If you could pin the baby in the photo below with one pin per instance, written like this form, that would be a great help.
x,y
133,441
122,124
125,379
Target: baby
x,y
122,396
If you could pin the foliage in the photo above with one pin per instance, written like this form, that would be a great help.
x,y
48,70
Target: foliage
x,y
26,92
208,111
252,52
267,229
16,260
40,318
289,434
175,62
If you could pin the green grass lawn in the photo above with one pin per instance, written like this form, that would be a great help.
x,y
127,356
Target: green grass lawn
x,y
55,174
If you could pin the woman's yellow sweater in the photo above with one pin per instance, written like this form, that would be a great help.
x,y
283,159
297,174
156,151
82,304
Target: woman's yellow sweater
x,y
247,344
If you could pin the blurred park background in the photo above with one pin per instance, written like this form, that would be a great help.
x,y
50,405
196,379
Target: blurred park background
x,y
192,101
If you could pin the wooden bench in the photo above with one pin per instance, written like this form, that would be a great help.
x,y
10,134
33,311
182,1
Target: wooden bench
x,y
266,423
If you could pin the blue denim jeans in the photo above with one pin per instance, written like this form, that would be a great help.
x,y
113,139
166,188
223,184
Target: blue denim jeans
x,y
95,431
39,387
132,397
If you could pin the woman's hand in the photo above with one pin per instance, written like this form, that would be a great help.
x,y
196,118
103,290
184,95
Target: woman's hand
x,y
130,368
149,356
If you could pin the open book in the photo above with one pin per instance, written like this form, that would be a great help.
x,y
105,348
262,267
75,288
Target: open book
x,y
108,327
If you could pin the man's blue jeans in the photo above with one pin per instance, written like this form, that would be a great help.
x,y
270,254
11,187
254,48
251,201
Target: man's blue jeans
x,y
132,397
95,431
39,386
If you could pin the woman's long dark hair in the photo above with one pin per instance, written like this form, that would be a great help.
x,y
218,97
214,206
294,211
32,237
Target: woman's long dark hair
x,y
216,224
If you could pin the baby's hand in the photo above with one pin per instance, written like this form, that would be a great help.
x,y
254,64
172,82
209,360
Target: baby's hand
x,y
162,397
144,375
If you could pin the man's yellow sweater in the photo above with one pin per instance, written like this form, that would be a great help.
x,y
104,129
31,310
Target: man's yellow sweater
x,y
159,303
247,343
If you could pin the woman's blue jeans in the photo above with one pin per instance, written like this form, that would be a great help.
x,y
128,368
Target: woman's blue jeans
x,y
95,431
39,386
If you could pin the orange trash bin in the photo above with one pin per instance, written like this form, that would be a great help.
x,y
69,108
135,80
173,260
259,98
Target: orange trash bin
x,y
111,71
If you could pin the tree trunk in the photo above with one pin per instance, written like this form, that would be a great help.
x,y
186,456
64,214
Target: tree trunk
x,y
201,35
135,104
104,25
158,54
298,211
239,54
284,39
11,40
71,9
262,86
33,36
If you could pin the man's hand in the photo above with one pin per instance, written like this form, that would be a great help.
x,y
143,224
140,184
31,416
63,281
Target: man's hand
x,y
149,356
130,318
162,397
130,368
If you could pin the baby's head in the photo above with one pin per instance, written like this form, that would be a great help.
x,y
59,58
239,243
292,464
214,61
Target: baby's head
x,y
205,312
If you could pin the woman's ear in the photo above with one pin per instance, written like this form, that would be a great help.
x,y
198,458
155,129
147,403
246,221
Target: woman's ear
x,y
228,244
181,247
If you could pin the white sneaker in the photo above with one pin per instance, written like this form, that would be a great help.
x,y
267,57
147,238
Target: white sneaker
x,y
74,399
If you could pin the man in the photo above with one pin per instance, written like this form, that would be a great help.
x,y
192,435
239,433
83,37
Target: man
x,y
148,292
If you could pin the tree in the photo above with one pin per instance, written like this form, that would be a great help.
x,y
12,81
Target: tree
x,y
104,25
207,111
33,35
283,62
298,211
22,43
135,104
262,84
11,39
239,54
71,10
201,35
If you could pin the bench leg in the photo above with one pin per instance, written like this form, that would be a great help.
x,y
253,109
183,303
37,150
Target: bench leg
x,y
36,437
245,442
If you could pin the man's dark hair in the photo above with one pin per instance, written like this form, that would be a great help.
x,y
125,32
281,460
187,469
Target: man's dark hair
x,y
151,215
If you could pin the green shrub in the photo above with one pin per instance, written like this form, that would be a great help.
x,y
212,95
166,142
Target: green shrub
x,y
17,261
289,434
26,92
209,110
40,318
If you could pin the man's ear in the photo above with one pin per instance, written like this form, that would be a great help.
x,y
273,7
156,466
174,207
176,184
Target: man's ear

========

= Task =
Produce a word-for-word copy of all the entries above.

= Reply =
If you could pin the baby in the photo below with one pin per instance, written like this form, that would be a great help.
x,y
133,441
122,124
125,379
Target: baby
x,y
122,396
If you could pin the foliage in the photo above with one pin per instance, written like this form, that would be a great help.
x,y
48,70
Target: foliage
x,y
26,92
208,111
252,52
267,229
16,260
40,318
289,434
175,62
If you could pin the green grass lawn in the photo above with one pin per instance, written like this form, that would be a great help.
x,y
127,356
Target: green grass lawn
x,y
55,174
If you could pin the woman's yellow sweater in the photo above with one pin per instance, written like this form, that would be a great help.
x,y
283,159
297,174
156,151
82,304
Target: woman's yellow sweater
x,y
247,344
If you could pin the blurred park background in the photo above with one pin per instance, written like this form, that would be a great help.
x,y
50,405
196,379
Target: blurred park background
x,y
192,101
If you could pin the wooden bench in the photo above with one pin per instance, written like this form, that would be a great help.
x,y
10,134
33,311
182,1
Target: wooden bench
x,y
266,423
If you could pin the blue denim jeans in the photo above with one pin per instance, written like this form, that would be a great help.
x,y
113,139
166,188
223,184
Target: blue denim jeans
x,y
95,431
39,387
132,397
If you could pin the woman's hand in the photo above with one pin per instance, written like this form, that would be a great help.
x,y
196,118
103,290
184,95
Target: woman's hand
x,y
130,368
149,356
If you could pin the open book in the photo above with one pin per instance, written like this form, that would be a great help.
x,y
105,348
262,267
75,288
Target: open book
x,y
108,327
If you could pin the man's blue jeans in the photo above with one pin per instance, written like this form, that would be a great help.
x,y
270,254
11,187
254,48
251,201
Target: man's blue jeans
x,y
132,397
95,431
39,386
If you could pin the woman's long dark hair in the photo above with one pin per instance, written like this form, that would be a great help.
x,y
218,97
214,206
294,211
32,237
Target: woman's long dark hair
x,y
216,224
If you could pin the baby's hand in the photo above with one pin per instance, written like this form, that would be a great help.
x,y
254,64
172,82
209,360
Target: baby's hand
x,y
162,397
144,375
If you could pin the man's yellow sweater in the photo above with one pin per instance, written like this form, that would be a great help.
x,y
104,129
31,310
Target: man's yellow sweater
x,y
159,303
247,343
If you could pin the woman's blue jeans in the photo above with one pin per instance, written like this form, that would be a great help.
x,y
128,368
Target: woman's blue jeans
x,y
95,431
39,386
If you could pin the orange trash bin in the photo above with one pin per instance, written like this form, that would be a great help.
x,y
69,108
135,80
173,260
259,98
Target: orange trash bin
x,y
111,71
If you could pin the tree trunk in the photo above with one pin per instance, written like this form, that would be a great help.
x,y
186,456
64,214
Target: tree trunk
x,y
201,35
135,104
104,25
158,54
298,211
239,54
284,39
11,40
71,9
262,86
33,36
If you could pin the man's hand in the photo above with one pin per instance, written like this form, that would be a great help.
x,y
143,224
140,184
31,416
63,281
Target: man's hand
x,y
149,356
130,318
162,397
130,368
If you could pin the baby's head in the photo above with one pin per instance, written like this form, that would be a great help.
x,y
59,58
239,243
292,464
214,61
Target: baby's head
x,y
205,312
If you could pin the woman's ear in the photo above with one pin per instance, written like this form, that would be a great help.
x,y
198,458
155,129
147,403
246,221
Target: woman's ear
x,y
228,244
181,247
If you could pin the white sneaker in the photo above with one pin per instance, written like this form, that would be a great help.
x,y
267,57
147,238
Target: white sneaker
x,y
74,399
If you could pin the man in the photo above with one pin per instance, written like this form, that would be a great help.
x,y
192,435
239,433
83,37
Target: man
x,y
148,292
If you could pin the tree in the photo above with one pin per instance, written like this form, that would be a great help.
x,y
12,81
Target: tree
x,y
104,25
207,111
33,35
283,62
298,211
22,43
135,104
262,84
11,39
239,54
71,10
201,35
If you could pin the bench leg in the photo above with one pin per instance, written like this form, that would be a great help.
x,y
253,109
183,303
37,150
Target: bench leg
x,y
36,437
245,442
If you could pin the man's dark hair in the photo above with one pin per instance, written like this form, that would be a great help.
x,y
125,32
281,460
187,469
Target: man's dark hair
x,y
151,215
If you could pin the green shrub in the photo above with one pin per instance, written like this form, that would be a great help.
x,y
212,95
166,142
Target: green shrub
x,y
17,261
289,434
26,92
209,110
40,318
If you could pin the man's ear in the photo above with one pin per instance, written like this form, that would be a great help.
x,y
273,7
156,466
174,207
176,184
Target: man's ear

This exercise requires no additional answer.